_Written problem_
Return each line of the records below word for word, with nothing changed.

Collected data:

"""

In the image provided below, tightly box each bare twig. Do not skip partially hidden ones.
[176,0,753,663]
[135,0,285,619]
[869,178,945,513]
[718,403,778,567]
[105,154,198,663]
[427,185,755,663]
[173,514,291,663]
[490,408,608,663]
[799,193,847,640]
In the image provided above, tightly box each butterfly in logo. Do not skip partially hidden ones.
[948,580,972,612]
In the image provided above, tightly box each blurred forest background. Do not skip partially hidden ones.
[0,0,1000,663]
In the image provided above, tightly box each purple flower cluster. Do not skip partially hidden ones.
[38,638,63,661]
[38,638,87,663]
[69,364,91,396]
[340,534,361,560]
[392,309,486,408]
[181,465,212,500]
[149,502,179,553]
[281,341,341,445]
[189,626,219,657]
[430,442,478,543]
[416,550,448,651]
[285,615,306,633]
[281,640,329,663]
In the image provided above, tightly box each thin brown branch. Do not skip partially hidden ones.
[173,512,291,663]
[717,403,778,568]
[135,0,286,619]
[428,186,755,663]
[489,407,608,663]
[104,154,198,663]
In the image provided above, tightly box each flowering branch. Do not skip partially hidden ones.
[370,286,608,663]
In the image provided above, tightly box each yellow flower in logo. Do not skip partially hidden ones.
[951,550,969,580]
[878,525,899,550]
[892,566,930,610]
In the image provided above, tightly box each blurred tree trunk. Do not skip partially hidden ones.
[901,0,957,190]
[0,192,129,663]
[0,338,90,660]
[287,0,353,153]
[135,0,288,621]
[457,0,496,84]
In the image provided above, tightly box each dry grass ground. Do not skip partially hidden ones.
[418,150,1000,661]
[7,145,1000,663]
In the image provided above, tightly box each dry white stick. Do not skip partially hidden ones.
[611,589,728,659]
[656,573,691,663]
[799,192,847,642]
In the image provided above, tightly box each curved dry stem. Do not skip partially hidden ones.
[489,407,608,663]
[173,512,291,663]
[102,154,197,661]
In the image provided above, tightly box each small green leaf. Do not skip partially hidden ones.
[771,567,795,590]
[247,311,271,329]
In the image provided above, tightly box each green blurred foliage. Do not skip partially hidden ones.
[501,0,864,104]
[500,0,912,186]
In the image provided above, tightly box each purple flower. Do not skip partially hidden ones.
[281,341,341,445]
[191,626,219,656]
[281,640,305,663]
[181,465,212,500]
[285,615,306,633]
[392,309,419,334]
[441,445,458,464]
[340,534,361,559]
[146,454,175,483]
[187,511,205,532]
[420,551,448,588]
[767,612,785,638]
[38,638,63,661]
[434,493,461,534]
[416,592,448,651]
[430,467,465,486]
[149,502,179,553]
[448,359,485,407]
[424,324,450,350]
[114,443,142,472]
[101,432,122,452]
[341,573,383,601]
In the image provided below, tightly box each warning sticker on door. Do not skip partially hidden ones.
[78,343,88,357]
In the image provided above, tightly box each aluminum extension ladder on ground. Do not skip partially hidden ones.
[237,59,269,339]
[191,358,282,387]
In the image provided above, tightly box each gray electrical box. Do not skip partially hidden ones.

"""

_Finished answer_
In the image provided below, tightly box each bare twig. Do not skip partially hidden ones.
[176,0,753,663]
[135,0,285,619]
[869,178,945,513]
[718,403,778,567]
[105,154,198,663]
[427,185,755,663]
[173,514,291,663]
[490,408,608,663]
[799,193,847,640]
In the image provided above, tightly box each butterfly in logo. Do not skip partially hidden ones.
[948,580,972,612]
In the image provided above, tightly box each blurred forest background. Do not skip partially hidden ones.
[0,0,1000,663]
In the image provided above, tightly box each purple flower cluster. Do not skip partially hidden ones.
[38,638,63,661]
[38,638,87,663]
[69,364,91,396]
[340,534,361,560]
[392,309,486,408]
[181,465,212,500]
[149,502,179,553]
[281,341,341,445]
[189,626,219,657]
[430,442,478,543]
[416,550,448,651]
[285,615,306,633]
[281,640,329,663]
In the image provided above, tightly box each thin brown branch. Do not skip partially hidden ones.
[173,512,291,663]
[717,403,778,568]
[135,0,286,619]
[428,186,755,663]
[489,407,608,663]
[104,154,198,663]
In the image provided above, tightly box each flowering branch. Do not skip partially hidden ones.
[370,286,608,663]
In the image provided above, tightly box each yellow flower in logo. Do not skip partially hidden ones.
[951,550,969,580]
[878,525,899,550]
[892,566,930,610]
In the image provided above, tightly box each blurred tree trunk. Do not skip partially hidden ones.
[901,0,957,190]
[0,192,129,663]
[0,338,90,660]
[287,0,353,153]
[135,0,288,621]
[457,0,496,84]
In the image provided above, tightly box each dry grass ground. Do not skip partially hidden ones.
[418,150,1000,661]
[7,145,1000,663]
In the image provided above, tightly box each dry white stick. Do not skip partially hidden ones.
[611,589,728,659]
[656,573,691,663]
[799,192,847,642]
In the image provided above, tightly box each curved dry stem. Do not skip partially hidden ones.
[489,407,608,663]
[173,512,291,663]
[102,154,197,661]
In the image provided above, tightly box each small green leaf. Do not skip partially hidden ones.
[771,567,795,590]
[247,311,271,329]
In the image provided above, tightly box each green blurred foliage. Do not skip partially hidden ones.
[501,0,864,104]
[500,0,912,186]
In the image provided above, tightly box each purple flower. Do not skip partially hidden ones.
[281,341,341,445]
[191,626,219,656]
[281,640,305,663]
[181,465,212,500]
[285,615,306,633]
[392,309,419,334]
[441,445,458,464]
[340,534,361,559]
[146,454,175,483]
[187,511,205,532]
[420,551,448,588]
[767,612,785,638]
[38,638,63,661]
[434,493,461,534]
[416,592,448,651]
[430,467,465,486]
[149,502,179,553]
[448,359,485,407]
[424,324,450,350]
[114,443,142,472]
[101,432,122,452]
[341,573,383,601]
In the image provided below, tightly box each warning sticker on door. Do not skip partially hidden ones.
[78,343,88,357]
In the image provided above, tightly box each aluminum extension ladder on ground. Do not skip partially hidden ones.
[237,59,269,339]
[191,358,282,387]
In the image provided above, tightly box each gray electrical box. Do not skip partially hidden ones.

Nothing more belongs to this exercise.